Though the entries hold pictures, only their text should be duplicated, exactly and in full.

Extracted material section start

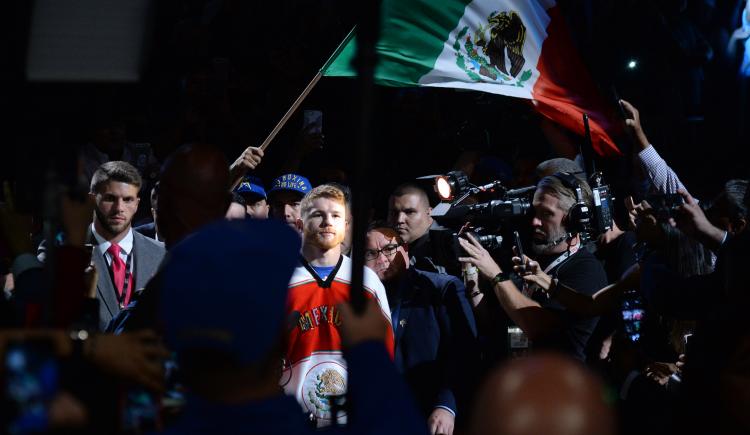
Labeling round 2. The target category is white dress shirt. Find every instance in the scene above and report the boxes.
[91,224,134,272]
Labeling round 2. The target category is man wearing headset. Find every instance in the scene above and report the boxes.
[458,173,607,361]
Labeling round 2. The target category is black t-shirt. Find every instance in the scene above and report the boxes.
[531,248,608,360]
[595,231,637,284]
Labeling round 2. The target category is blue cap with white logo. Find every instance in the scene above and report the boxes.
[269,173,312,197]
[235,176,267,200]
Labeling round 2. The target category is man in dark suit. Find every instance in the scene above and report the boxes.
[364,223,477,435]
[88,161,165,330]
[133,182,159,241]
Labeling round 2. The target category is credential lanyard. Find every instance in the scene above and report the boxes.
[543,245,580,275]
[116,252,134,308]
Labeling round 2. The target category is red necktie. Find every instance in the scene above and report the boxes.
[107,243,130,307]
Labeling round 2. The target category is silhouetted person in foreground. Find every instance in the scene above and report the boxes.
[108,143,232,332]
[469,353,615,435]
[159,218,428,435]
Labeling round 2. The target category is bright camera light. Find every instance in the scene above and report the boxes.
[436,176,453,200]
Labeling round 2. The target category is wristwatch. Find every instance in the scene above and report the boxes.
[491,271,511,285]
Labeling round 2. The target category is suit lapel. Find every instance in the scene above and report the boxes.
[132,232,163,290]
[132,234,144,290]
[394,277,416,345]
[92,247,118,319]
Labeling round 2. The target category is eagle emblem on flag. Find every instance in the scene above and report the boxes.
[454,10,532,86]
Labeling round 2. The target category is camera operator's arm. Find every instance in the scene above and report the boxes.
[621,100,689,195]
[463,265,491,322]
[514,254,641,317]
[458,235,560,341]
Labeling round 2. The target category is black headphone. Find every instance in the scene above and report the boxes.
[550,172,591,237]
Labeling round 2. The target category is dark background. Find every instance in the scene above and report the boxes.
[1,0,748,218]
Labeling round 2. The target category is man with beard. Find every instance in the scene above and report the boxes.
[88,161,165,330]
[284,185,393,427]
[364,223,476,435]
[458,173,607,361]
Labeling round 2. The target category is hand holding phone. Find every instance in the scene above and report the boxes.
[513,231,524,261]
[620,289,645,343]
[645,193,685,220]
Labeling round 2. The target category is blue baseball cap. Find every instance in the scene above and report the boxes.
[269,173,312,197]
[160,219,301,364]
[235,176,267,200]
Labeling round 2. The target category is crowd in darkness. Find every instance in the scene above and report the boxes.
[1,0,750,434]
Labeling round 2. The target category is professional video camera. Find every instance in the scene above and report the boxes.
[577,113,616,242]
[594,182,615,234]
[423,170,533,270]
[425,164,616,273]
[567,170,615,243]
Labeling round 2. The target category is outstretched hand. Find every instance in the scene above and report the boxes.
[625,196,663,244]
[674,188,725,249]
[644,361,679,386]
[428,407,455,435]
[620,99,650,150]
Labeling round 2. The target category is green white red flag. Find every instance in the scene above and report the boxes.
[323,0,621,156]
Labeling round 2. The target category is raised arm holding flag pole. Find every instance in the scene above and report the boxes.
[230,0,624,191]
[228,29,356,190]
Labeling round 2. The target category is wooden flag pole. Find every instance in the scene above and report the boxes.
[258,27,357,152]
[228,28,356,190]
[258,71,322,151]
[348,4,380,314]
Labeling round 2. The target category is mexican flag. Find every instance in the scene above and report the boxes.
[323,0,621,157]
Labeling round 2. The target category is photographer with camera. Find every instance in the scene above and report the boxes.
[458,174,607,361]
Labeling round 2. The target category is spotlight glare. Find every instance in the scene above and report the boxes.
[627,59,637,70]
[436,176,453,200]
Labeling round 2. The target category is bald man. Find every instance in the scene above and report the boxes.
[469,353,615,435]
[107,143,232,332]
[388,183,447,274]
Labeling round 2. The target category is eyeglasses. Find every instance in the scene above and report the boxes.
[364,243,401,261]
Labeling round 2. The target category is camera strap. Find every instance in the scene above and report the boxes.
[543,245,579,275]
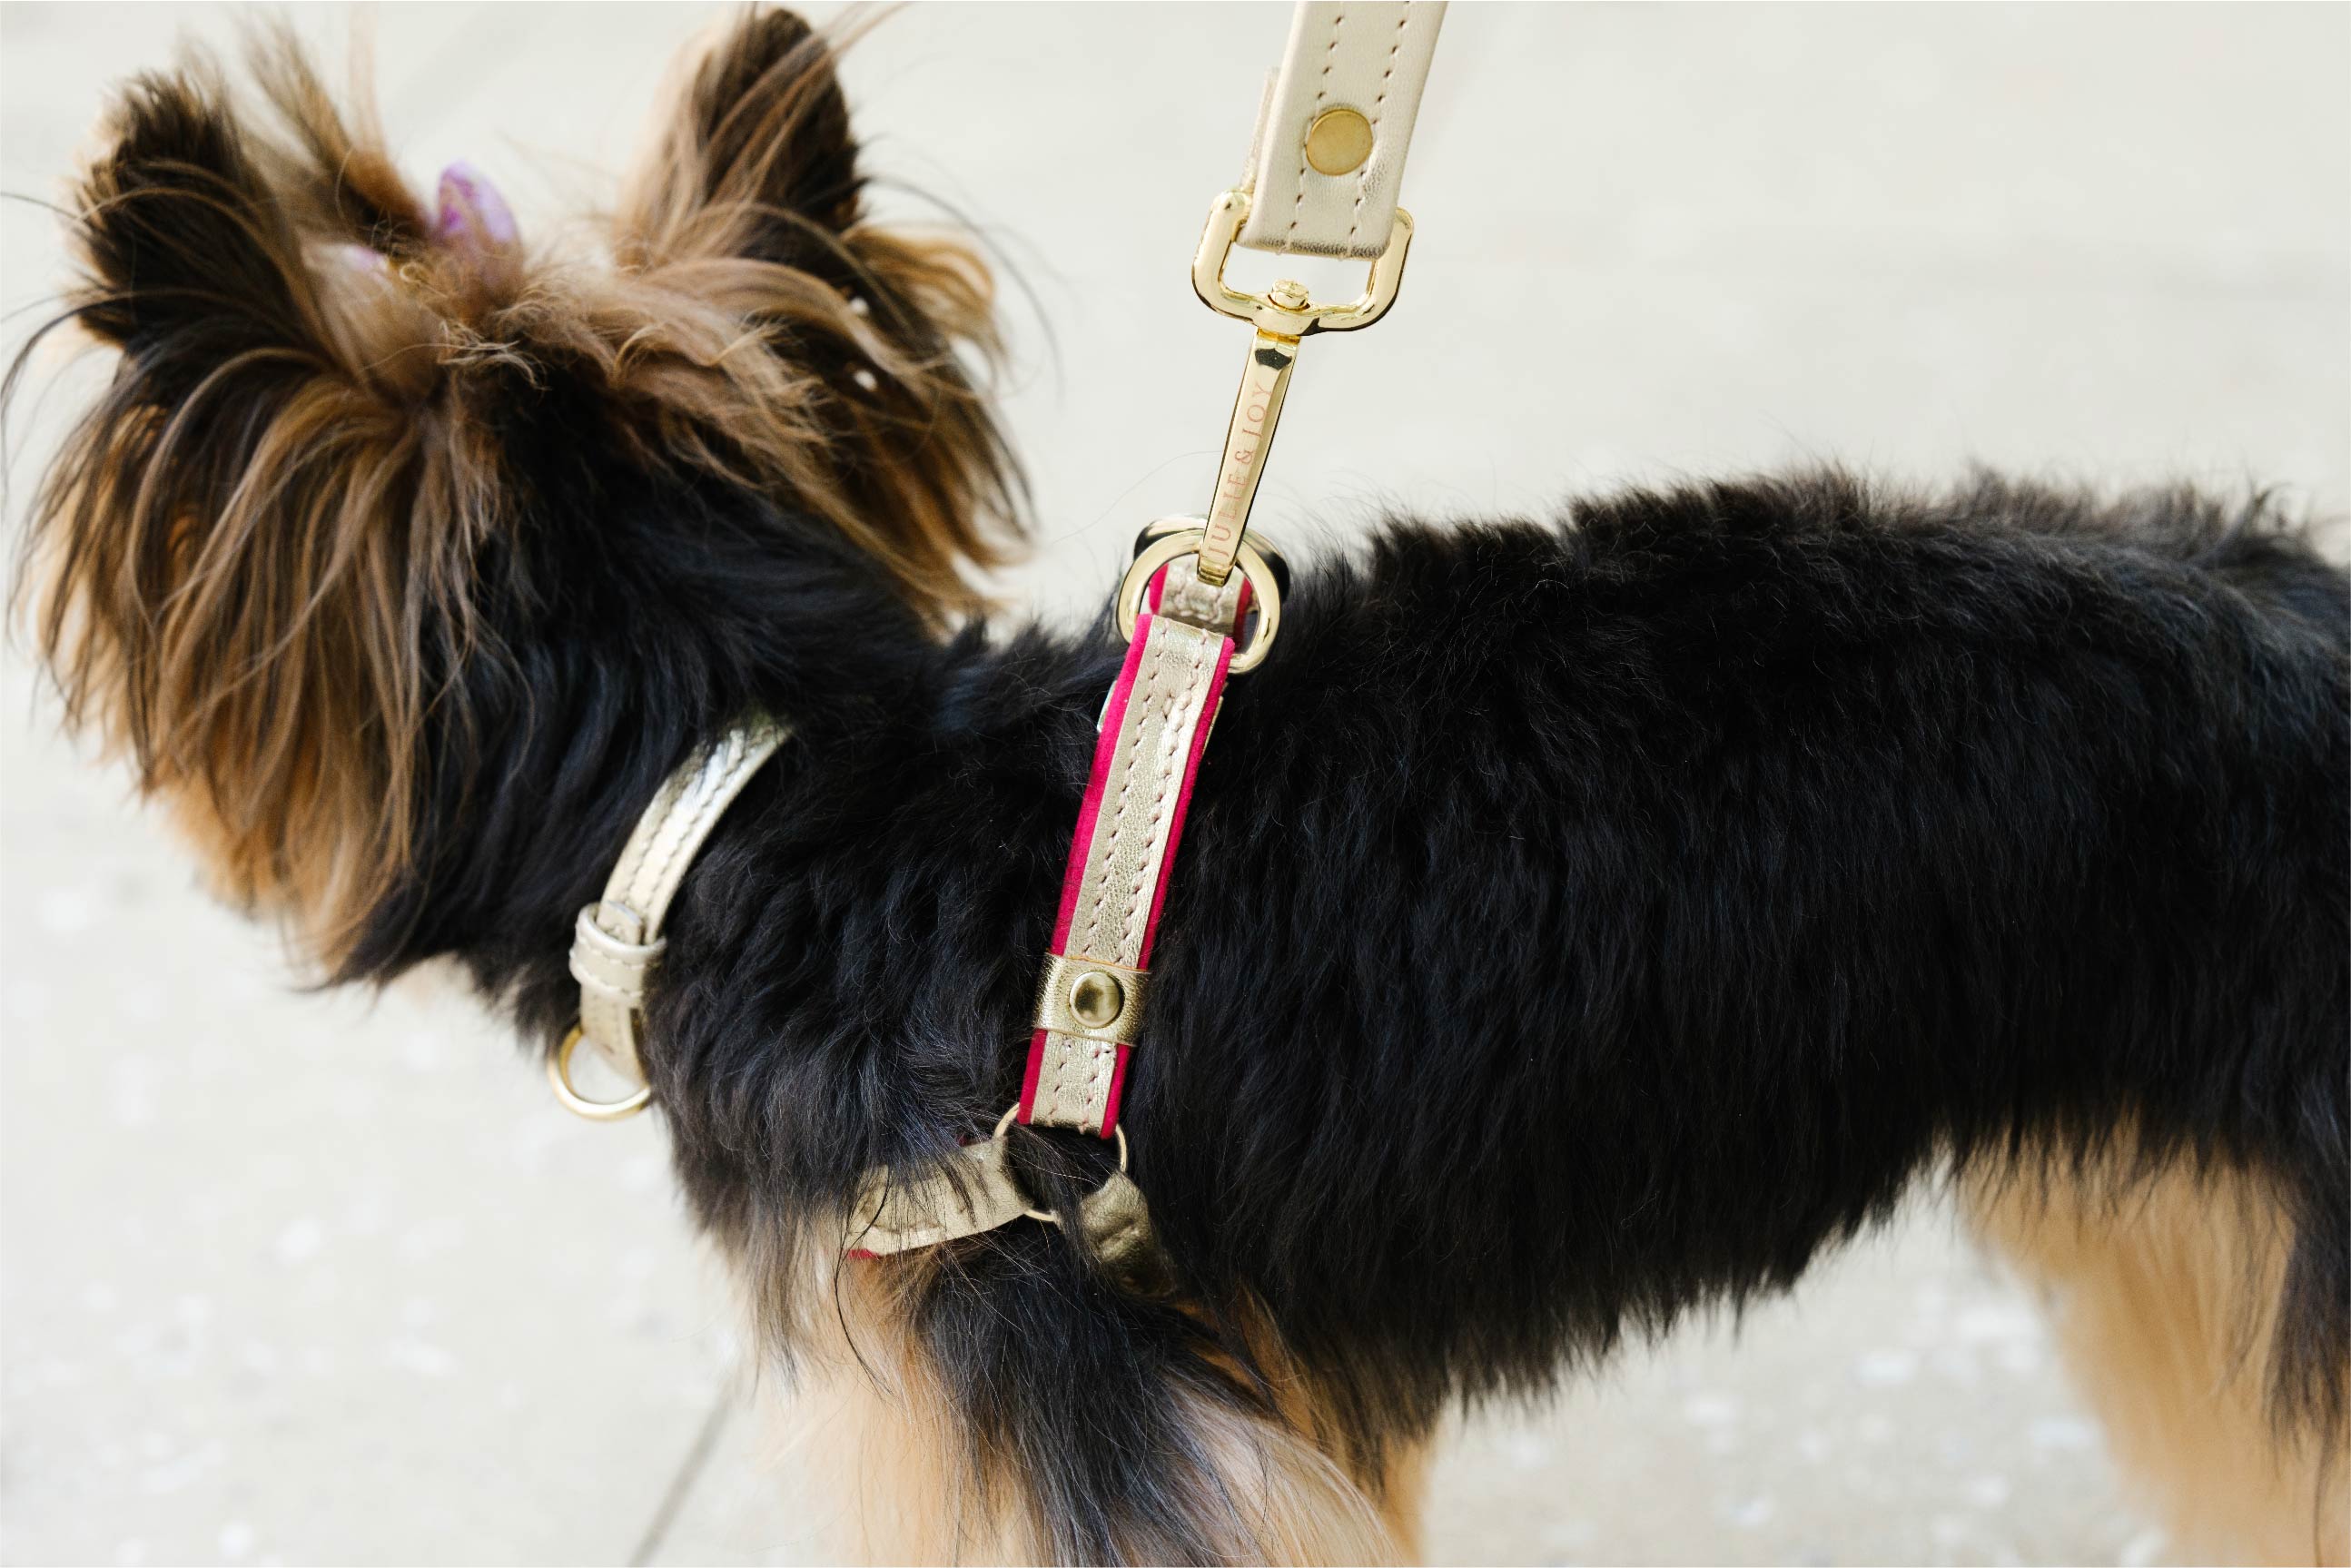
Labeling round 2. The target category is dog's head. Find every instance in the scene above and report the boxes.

Extracted material section end

> _Task response_:
Labeling round 2. The target category is white dress shirt. Find every instance in the scene above and report the boxes.
[91,224,134,272]
Labeling round 2. The target category is man wearing headset. Find every instance in the scene above and report the boxes.
[458,173,607,361]
Labeling round 2. The target category is black t-shirt. Find every instance in the scene above and report the boxes.
[531,248,608,360]
[595,231,637,284]
Labeling round 2. The target category is blue cap with white logo. Find every instance in the scene above and report the boxes.
[269,173,312,197]
[235,176,267,200]
Labeling round 2. The target category is man in dark suit. Find every instance in the scene above and report the boxes.
[364,223,477,435]
[88,161,165,330]
[133,182,159,241]
Labeling round 2. The target category is credential lanyard. Find every instance in the scene above and report the boxes.
[543,245,580,275]
[116,252,134,308]
Labeling round 2. The target category is red necktie. Find every instance in the scene above and report the boxes.
[107,243,130,307]
Labeling round 2. The target category is silhouetted person in foreground. Find every instance in the scene above and report the boxes.
[108,143,232,332]
[469,353,615,435]
[159,218,428,435]
Labeling round 2. The target category is bright camera light. Find every instance in the scene above and report the boxes.
[436,176,453,200]
Labeling round 2. The target category is wristwatch. Find every instance in the scene above and report the boxes.
[491,271,511,285]
Labeling round 2. The target category is suit lapel. Find every instance in the scene above and report the boxes.
[132,232,163,290]
[132,234,144,290]
[394,277,416,345]
[92,247,118,319]
Labeling round 2. The target category is eagle emblem on flag. Find every instance in the scene above and report the boxes.
[454,10,532,86]
Labeling round 2. The target category is camera operator's arm. Find every instance in the scene above and report the boxes.
[621,100,689,195]
[463,265,491,322]
[514,254,641,317]
[458,235,560,341]
Labeling round 2. The target category is black headphone. Find every instance in the scene above and report the boxes.
[550,172,591,237]
Labeling round 2. The target category is dark background. Find every instance in the scene above and report the boxes.
[1,0,748,218]
Labeling round 2. The target category is man with beard. Find every instance in the scene above and report the boxes.
[88,161,165,330]
[284,185,393,427]
[364,223,476,435]
[458,173,607,361]
Labeling round 2. The target category is hand holding phone. Find every instance in the scene above and report the boxes.
[513,231,524,261]
[620,289,645,343]
[645,193,685,220]
Labeling round 2. The target category is blue baseball cap. Find every instance in the scene above and report the boxes.
[269,173,312,197]
[160,219,301,364]
[235,176,267,200]
Labeling round 2. The target category is crowd in darkness. Find every instance in the scene above and report the boxes.
[1,0,750,434]
Labeling round 2. The target category is professional video camera. Find every instance in the scene above and report the boxes.
[577,113,616,242]
[594,182,615,234]
[423,170,533,270]
[425,164,616,273]
[567,170,615,243]
Labeling round 2. The target category is outstretched hand. Find every instance in the scene above and report the boxes.
[625,196,663,244]
[674,188,725,249]
[644,361,679,386]
[428,407,455,435]
[620,99,650,150]
Labeling round 2. The target category is green white red flag. Find every instance in the scene above and report the boxes.
[323,0,621,156]
Labeling round 2. The target category is raised arm holding flag pole. Find every instance in the scene above and report the boxes.
[230,0,624,191]
[228,29,356,190]
Labeling round 2. The target category is wooden flag pole. Find every instance in the scene above and report the boxes.
[258,27,357,152]
[228,28,356,190]
[258,71,322,151]
[348,4,380,314]
Labeling round 2. The target category is mexican flag. Find every instance in the scene above and report the boxes.
[323,0,621,157]
Labeling round 2. The target category is photographer with camera. Find every instance in the scene above and report the boxes.
[458,174,607,361]
Labeling round 2. The target category is spotlight glare. Find every instance in the scene above and report the boxes.
[627,59,637,70]
[436,176,453,200]
Labeling round 2. The target category is bald man. Find every instance in the scene above and report the boxes.
[469,353,615,435]
[107,143,232,332]
[388,183,447,274]
Labeling round 2. The target category is eyeglasses. Find every instance in the scene above and report the boxes.
[364,243,401,261]
Labeling round 2. The target category is camera strap. Find every instance in the scene above and report the boxes.
[543,245,579,275]
Labeling round 2. The target category is dog's head. Find every instance in the scene above and report the boxes.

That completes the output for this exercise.